Stored entries
★ ★ ★ ★ ★

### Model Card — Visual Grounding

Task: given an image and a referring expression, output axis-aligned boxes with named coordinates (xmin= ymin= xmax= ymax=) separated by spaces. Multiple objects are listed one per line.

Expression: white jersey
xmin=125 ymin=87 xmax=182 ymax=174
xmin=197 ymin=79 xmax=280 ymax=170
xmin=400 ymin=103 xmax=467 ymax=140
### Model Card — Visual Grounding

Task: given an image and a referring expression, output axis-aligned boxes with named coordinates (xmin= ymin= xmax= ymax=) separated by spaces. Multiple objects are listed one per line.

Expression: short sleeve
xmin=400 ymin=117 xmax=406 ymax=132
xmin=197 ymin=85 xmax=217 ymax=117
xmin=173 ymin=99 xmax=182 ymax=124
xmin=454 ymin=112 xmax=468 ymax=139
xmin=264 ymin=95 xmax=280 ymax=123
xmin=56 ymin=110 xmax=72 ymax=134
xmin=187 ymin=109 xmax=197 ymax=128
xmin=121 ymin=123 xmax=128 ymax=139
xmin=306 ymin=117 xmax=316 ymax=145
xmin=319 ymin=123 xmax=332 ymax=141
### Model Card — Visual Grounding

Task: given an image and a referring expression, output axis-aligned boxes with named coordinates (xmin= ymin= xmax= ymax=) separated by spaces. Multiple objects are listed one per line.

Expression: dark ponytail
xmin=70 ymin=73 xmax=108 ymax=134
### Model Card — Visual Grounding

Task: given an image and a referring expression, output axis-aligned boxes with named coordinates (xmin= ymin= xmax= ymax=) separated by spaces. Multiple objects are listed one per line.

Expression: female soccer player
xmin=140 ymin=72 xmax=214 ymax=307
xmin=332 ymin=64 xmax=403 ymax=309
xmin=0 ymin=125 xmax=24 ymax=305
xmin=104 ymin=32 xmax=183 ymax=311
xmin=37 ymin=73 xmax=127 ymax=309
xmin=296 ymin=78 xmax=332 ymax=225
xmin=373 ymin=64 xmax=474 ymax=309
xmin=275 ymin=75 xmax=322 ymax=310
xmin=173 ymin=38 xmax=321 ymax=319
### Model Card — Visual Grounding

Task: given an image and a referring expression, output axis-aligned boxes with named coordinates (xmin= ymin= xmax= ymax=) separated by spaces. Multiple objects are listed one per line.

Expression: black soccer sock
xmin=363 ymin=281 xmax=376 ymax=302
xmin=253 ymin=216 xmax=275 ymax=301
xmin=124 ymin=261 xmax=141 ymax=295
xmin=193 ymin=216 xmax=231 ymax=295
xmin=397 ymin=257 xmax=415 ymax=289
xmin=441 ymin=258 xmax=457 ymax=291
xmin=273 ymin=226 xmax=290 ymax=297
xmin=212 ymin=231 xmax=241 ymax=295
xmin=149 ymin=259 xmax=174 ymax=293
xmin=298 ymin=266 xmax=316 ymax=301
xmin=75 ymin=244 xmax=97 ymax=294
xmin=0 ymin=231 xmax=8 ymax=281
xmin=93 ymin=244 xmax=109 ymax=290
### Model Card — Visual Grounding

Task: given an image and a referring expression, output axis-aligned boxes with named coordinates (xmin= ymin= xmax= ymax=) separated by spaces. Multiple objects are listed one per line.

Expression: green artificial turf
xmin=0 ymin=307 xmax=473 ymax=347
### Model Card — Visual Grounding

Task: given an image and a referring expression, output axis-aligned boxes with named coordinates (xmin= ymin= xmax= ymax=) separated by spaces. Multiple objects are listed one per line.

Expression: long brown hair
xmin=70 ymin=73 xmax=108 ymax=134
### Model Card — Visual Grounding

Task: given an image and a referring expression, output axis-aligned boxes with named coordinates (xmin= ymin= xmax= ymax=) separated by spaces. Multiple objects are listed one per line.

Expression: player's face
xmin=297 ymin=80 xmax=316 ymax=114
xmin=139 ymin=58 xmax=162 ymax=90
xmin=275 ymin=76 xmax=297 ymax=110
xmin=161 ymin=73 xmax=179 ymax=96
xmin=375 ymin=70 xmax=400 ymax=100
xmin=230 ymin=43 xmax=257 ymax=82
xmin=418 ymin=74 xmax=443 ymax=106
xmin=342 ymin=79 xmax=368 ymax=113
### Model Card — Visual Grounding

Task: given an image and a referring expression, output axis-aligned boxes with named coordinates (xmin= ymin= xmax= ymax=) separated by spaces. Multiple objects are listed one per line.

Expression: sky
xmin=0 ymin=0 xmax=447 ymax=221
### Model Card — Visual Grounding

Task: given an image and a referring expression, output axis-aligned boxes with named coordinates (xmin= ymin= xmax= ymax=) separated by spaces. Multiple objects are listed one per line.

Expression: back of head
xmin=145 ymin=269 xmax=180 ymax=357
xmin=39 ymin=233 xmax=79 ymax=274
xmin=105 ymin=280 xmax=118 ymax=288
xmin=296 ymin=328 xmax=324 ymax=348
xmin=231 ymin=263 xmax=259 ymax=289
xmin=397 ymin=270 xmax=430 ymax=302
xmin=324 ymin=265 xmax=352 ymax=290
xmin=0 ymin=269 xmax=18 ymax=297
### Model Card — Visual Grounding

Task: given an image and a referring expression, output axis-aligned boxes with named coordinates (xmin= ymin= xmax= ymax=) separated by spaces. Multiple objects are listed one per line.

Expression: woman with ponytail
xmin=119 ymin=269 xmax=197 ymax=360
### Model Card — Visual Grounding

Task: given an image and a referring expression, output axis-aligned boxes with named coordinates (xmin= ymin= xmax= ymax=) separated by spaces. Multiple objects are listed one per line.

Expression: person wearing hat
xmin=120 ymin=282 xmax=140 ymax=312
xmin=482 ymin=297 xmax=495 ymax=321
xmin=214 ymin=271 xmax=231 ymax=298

★ ★ ★ ★ ★

_Exercise brief_. All that is wanted is the lines from the one containing "Expression: sky" through the last line of the records, restated word for word.

_Problem solution_.
Expression: sky
xmin=0 ymin=0 xmax=447 ymax=221
### Model Card — Visual Grounding

Task: given an image and a referring expression, output axis-aligned boxes with named coordinates (xmin= ymin= xmax= ymax=) separated by spaces. Multiple objects are listed one per line.

Expression: back of head
xmin=145 ymin=269 xmax=180 ymax=357
xmin=39 ymin=233 xmax=79 ymax=274
xmin=105 ymin=280 xmax=118 ymax=288
xmin=296 ymin=328 xmax=324 ymax=348
xmin=231 ymin=263 xmax=259 ymax=289
xmin=397 ymin=270 xmax=430 ymax=302
xmin=324 ymin=265 xmax=352 ymax=290
xmin=0 ymin=269 xmax=18 ymax=297
### Model Card — Visual Grounding

Task: given an image and a referring expression, output axis-aligned boxes with named coordinates (xmin= ymin= xmax= ymax=) separated by spaces. Multiple objects are listed one per line.

Expression: woman with ponytail
xmin=119 ymin=269 xmax=197 ymax=360
### Model Card — Visual Grounding

Task: given an image and a referring expression, output axis-aligned boxes with named coordinates (xmin= ymin= xmax= ymax=) separated by spaces. Multiple objects are listed one per line.

Expression: person wearing hat
xmin=120 ymin=282 xmax=140 ymax=312
xmin=482 ymin=297 xmax=495 ymax=321
xmin=214 ymin=271 xmax=231 ymax=298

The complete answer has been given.